Your assignment:
Send back the whole listing untouched.

───

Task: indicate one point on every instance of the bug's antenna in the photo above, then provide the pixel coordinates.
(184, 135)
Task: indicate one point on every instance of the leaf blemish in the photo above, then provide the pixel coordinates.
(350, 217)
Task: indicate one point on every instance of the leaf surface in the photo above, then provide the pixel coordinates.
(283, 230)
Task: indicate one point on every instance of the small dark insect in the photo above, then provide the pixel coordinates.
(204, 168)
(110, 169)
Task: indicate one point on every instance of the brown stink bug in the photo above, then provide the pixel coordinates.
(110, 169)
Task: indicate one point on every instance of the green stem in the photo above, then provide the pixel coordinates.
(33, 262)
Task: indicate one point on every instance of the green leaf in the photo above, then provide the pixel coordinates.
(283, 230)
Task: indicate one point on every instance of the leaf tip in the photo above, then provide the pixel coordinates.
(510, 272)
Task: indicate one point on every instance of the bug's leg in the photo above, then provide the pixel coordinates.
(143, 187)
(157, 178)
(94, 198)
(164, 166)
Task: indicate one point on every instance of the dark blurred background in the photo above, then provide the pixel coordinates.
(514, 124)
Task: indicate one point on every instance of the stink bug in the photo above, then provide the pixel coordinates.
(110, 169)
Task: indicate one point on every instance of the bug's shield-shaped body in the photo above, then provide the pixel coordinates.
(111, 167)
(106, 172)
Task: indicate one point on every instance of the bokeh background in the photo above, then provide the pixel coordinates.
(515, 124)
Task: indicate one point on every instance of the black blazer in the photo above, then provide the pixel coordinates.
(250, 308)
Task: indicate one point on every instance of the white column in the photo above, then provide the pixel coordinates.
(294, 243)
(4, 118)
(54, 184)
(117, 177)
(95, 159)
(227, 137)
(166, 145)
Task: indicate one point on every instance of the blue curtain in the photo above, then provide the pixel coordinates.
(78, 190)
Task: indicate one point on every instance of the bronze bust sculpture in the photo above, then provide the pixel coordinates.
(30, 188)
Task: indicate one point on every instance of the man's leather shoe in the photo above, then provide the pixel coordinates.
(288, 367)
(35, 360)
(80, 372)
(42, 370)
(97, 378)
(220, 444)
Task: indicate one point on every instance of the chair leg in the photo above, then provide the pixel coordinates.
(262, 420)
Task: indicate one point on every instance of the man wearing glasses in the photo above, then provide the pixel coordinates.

───

Task output:
Task: indicate one point on every instance of the bug's antenna in the photo above, then provide the pixel coordinates.
(184, 135)
Task: indicate one point on every instance of the leaf blemish in the photo above, then provide the pixel coordinates.
(350, 217)
Task: indicate one point on every instance of the leaf surface in the photo above, then provide the pixel coordinates.
(283, 230)
Task: indicate one point on every instance of the small dark insect in the photo above, then provide the pixel coordinates.
(204, 168)
(110, 169)
Task: indicate one point on every instance of the brown stink bug in the photo above, then provide the pixel coordinates.
(110, 169)
Task: indicate one point on every instance of the green stem in the photo above, then provide the pixel coordinates.
(33, 262)
Task: indicate one point on every instance of the green leaf in the photo above, then provide the pixel coordinates.
(283, 230)
Task: indicate one point on every instance of the leaf tip in the photo above, then provide the pixel coordinates.
(510, 272)
Task: indicate one point on every instance of the bug's leg in the photo above, then provide the pixel coordinates.
(143, 187)
(157, 178)
(94, 198)
(164, 166)
Task: indicate one point on every instance of the dark blurred background in the photo above, then provide the pixel coordinates.
(514, 124)
Task: indicate one point on every instance of the stink bug in the photo above, then provide the pixel coordinates.
(110, 169)
Task: indicate one point on every instance of the bug's shield-shaped body in the photo above, then provide the pixel coordinates.
(111, 167)
(106, 172)
Task: indicate one point on every instance of the bokeh background in the photo above, then provide the pixel coordinates.
(515, 124)
Task: indicate one point on every instance of the black blazer in the photo above, then provide the pixel coordinates.
(250, 308)
Task: indicate one point on every instance of the white column in the photo above, then provide the pixel coordinates.
(294, 243)
(4, 118)
(54, 184)
(117, 177)
(95, 159)
(227, 137)
(166, 145)
Task: indicate one point on every instance of the blue curtain in the photo above, then provide the pixel coordinates.
(78, 190)
Task: indicate one point on every instance of the bronze bust sculpture in the photo above, then provide the pixel coordinates.
(30, 188)
Task: indicate one point on every instance of the man's leather shoe in the photo above, then provide the pixel coordinates.
(288, 367)
(35, 360)
(80, 372)
(42, 370)
(97, 378)
(220, 444)
Task: indicate one point on every instance of the chair leg in the photo above, then provide the pixel coordinates.
(262, 420)
Task: indicate one point on every instance of the man wearing glasses in the photo above, then provide the pixel coordinates.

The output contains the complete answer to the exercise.